## What is being asked
Which lines below contain the word "background"? Copy each of them.

## Exercise materials

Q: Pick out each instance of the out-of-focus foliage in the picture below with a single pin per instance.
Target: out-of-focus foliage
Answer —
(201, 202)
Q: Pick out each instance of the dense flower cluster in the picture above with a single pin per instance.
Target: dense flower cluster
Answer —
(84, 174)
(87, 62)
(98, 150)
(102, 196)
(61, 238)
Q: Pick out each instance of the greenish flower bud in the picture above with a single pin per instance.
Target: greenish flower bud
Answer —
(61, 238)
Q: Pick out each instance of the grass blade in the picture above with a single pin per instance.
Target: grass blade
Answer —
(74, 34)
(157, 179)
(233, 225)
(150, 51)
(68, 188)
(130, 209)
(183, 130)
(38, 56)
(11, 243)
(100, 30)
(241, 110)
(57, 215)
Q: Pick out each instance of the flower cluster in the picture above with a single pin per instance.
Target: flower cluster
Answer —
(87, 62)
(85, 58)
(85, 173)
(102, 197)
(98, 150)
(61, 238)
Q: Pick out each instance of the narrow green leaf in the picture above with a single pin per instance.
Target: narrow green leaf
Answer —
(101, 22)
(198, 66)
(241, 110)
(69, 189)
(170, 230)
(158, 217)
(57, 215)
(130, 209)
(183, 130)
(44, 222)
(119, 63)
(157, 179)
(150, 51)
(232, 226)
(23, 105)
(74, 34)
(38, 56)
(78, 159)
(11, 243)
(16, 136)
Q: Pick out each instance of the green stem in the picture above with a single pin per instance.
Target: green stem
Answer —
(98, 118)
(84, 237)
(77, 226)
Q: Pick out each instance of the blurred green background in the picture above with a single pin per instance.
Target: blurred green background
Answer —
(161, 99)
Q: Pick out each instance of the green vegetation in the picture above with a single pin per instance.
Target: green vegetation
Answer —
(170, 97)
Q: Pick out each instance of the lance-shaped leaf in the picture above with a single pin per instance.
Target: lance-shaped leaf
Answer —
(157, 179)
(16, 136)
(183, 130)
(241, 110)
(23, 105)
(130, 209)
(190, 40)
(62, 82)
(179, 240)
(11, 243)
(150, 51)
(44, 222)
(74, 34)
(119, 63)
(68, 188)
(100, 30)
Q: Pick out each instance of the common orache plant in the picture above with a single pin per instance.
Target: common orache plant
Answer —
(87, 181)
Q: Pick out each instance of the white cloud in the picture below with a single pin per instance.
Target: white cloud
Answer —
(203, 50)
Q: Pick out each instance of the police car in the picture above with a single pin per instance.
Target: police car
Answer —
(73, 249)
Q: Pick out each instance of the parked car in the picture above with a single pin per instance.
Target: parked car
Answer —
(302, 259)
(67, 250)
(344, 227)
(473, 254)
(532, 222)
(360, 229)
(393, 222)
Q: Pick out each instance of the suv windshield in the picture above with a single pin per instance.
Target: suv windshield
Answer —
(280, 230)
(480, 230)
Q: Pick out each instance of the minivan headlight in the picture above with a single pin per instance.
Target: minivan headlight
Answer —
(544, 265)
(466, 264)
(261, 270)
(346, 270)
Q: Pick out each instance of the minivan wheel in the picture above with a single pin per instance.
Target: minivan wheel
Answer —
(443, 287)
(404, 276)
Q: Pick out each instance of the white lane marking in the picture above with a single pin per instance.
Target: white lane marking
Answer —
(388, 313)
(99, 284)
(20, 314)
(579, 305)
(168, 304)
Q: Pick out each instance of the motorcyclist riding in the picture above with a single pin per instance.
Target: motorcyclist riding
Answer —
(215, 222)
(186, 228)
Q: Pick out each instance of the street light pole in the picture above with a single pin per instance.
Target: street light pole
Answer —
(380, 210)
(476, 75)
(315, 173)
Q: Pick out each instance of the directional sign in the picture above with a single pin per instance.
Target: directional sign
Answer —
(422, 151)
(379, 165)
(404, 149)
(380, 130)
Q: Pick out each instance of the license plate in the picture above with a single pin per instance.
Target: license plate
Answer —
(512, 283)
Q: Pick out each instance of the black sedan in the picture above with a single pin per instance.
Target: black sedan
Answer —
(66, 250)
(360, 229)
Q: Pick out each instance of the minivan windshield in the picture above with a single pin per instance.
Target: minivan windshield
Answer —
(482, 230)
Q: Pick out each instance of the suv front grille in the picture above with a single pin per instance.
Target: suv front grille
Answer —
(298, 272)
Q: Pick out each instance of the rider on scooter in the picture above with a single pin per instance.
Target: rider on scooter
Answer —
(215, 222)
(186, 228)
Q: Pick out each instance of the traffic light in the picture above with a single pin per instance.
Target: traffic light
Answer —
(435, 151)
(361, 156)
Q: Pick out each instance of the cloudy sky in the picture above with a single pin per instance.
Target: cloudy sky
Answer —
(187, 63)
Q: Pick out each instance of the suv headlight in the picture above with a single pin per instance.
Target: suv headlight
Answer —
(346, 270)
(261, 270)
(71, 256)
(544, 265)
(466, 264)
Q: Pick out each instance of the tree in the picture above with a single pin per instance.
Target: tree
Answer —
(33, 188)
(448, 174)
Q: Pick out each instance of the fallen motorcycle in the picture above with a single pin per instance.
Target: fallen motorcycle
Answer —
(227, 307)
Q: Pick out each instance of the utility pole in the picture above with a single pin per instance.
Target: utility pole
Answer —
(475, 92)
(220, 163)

## Solution for this exercise
Q: Pick out each instance of the blurred green background in the picture above with a single pin per instance.
Target: blurred green background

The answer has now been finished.